*The problem*:
Please render every line of the items below as a Markdown table with the columns Row and Line, numbering the rows in order and omitting blank lines.

[Object outline notes]
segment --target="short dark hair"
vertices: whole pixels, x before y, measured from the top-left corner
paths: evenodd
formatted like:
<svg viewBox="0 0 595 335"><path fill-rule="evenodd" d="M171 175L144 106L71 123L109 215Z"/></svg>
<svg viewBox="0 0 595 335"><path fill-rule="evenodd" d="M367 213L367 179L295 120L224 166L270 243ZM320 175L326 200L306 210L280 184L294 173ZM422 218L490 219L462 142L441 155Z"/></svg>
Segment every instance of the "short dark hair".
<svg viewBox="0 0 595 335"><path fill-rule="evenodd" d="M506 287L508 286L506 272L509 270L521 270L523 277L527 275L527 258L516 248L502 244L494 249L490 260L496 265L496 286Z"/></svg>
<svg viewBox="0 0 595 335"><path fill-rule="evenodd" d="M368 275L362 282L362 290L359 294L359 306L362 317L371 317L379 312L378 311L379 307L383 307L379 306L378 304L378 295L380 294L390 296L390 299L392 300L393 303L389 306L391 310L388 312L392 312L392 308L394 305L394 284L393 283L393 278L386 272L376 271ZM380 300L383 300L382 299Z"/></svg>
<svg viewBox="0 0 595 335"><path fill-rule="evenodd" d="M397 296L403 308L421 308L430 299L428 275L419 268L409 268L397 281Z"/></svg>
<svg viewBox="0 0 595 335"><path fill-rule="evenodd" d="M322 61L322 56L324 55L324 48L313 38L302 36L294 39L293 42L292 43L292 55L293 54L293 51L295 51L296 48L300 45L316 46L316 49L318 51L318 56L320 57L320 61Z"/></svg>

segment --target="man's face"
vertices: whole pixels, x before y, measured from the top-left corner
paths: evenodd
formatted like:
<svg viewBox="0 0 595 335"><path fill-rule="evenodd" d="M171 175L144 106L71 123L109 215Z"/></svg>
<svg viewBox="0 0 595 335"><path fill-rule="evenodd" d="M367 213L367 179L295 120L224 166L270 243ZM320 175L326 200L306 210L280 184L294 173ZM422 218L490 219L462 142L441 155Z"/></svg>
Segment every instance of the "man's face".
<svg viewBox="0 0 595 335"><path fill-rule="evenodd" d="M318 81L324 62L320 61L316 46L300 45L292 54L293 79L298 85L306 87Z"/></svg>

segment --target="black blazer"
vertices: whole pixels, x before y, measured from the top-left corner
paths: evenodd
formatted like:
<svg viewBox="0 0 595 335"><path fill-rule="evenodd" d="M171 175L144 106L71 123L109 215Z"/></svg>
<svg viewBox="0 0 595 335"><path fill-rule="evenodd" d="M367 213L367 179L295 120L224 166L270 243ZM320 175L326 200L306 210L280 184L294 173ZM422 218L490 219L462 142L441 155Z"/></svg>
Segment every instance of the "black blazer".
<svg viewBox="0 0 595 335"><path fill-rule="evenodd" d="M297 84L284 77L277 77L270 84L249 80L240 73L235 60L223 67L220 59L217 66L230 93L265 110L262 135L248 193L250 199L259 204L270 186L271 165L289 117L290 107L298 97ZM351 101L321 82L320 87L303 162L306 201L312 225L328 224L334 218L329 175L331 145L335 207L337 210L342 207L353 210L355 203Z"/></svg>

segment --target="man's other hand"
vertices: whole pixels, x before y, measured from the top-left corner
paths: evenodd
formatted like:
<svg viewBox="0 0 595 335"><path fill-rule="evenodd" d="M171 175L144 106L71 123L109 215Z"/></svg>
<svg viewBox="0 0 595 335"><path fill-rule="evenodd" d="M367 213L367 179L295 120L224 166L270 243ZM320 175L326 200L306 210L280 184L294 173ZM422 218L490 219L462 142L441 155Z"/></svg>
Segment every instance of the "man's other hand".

*The output*:
| Row | Line |
|---|---|
| 1 | segment --target="short dark hair" |
| 2 | vertices: whole pixels, x before y, measured from the top-left corner |
| 3 | paths: evenodd |
| 4 | formatted like: |
| 5 | <svg viewBox="0 0 595 335"><path fill-rule="evenodd" d="M171 175L144 106L71 123L109 215Z"/></svg> |
| 6 | <svg viewBox="0 0 595 335"><path fill-rule="evenodd" d="M367 213L367 179L295 120L224 166L270 243ZM320 175L326 200L306 210L280 184L294 173ZM422 218L490 219L462 142L441 155Z"/></svg> |
| 7 | Segment every instance of the "short dark hair". |
| 8 | <svg viewBox="0 0 595 335"><path fill-rule="evenodd" d="M506 287L508 286L506 272L509 270L521 270L523 277L527 275L527 258L516 248L502 244L494 249L490 260L496 265L496 286Z"/></svg> |
| 9 | <svg viewBox="0 0 595 335"><path fill-rule="evenodd" d="M368 275L362 282L362 290L359 294L359 306L362 317L371 317L379 312L378 311L379 307L383 307L379 306L378 304L378 295L380 294L390 296L390 299L392 300L393 303L389 306L391 310L388 312L392 312L392 308L394 305L394 284L393 283L393 278L386 272L376 271ZM380 300L383 300L382 299Z"/></svg> |
| 10 | <svg viewBox="0 0 595 335"><path fill-rule="evenodd" d="M397 296L403 308L421 308L430 299L428 275L419 268L409 268L397 281Z"/></svg> |
| 11 | <svg viewBox="0 0 595 335"><path fill-rule="evenodd" d="M322 61L322 56L324 55L324 48L313 38L302 36L294 39L293 42L292 43L292 55L293 54L293 51L295 51L296 48L300 45L316 46L316 49L318 51L318 56L320 57L320 61Z"/></svg> |
| 12 | segment --target="man's face" |
| 13 | vertices: whole pixels, x before y, measured from the top-left corner |
| 14 | paths: evenodd |
| 15 | formatted like: |
| 16 | <svg viewBox="0 0 595 335"><path fill-rule="evenodd" d="M171 175L144 106L71 123L109 215Z"/></svg> |
| 17 | <svg viewBox="0 0 595 335"><path fill-rule="evenodd" d="M367 213L367 179L295 120L224 166L270 243ZM320 175L326 200L306 210L280 184L294 173ZM422 218L490 219L462 142L441 155Z"/></svg> |
| 18 | Segment every instance of the "man's face". |
| 19 | <svg viewBox="0 0 595 335"><path fill-rule="evenodd" d="M318 81L324 62L320 61L316 46L300 45L292 54L293 79L298 85L306 87Z"/></svg> |
| 20 | segment --target="black blazer" |
| 21 | vertices: whole pixels, x before y, measured from the top-left corner |
| 22 | paths: evenodd |
| 23 | formatted like: |
| 24 | <svg viewBox="0 0 595 335"><path fill-rule="evenodd" d="M171 175L144 106L71 123L109 215Z"/></svg> |
| 25 | <svg viewBox="0 0 595 335"><path fill-rule="evenodd" d="M367 213L367 179L295 120L224 166L270 243ZM320 175L326 200L306 210L280 184L294 173ZM422 218L490 219L462 142L441 155Z"/></svg> |
| 26 | Segment every instance of the "black blazer". |
| 27 | <svg viewBox="0 0 595 335"><path fill-rule="evenodd" d="M297 84L284 77L277 77L270 84L249 80L240 73L235 60L223 67L220 59L217 66L230 93L265 110L262 135L248 193L250 199L259 204L270 186L271 165L289 117L290 107L298 97ZM351 101L321 82L320 87L303 162L306 201L312 225L328 224L334 218L329 175L331 145L335 207L337 210L342 207L353 210L355 203Z"/></svg> |
| 28 | segment --target="man's other hand" |
| 29 | vertices: whole pixels, x before y, measured from the top-left corner |
| 30 | paths: evenodd |
| 31 | formatted like: |
| 32 | <svg viewBox="0 0 595 335"><path fill-rule="evenodd" d="M171 175L144 106L71 123L109 215Z"/></svg> |
| 33 | <svg viewBox="0 0 595 335"><path fill-rule="evenodd" d="M367 213L367 179L295 120L224 166L270 243ZM320 175L326 200L306 210L280 184L294 173ZM422 218L490 219L462 142L441 155Z"/></svg> |
| 34 | Segment every instance of the "man's other hand". |